Request: Swap "planogram checker" for "layout checker" in every line of the material below, and copy all other text unchanged.

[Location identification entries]
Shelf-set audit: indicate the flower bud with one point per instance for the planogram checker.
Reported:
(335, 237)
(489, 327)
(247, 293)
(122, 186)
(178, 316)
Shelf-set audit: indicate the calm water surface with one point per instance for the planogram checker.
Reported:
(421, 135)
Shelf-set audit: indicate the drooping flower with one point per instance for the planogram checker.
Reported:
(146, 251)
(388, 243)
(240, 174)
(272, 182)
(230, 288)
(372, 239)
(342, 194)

Exercise output:
Shelf-set audit: indicate the flower bud with one point per instance for the layout checker.
Reported:
(335, 237)
(489, 327)
(247, 293)
(122, 186)
(178, 316)
Shelf-set audit: indicate the calm water surface with one point per instance for the layout checker.
Reported:
(421, 135)
Shelf-set audit: indicate the drooping flower with one point per instance for the layout checker.
Reported:
(146, 251)
(388, 243)
(240, 174)
(272, 182)
(230, 288)
(372, 239)
(342, 194)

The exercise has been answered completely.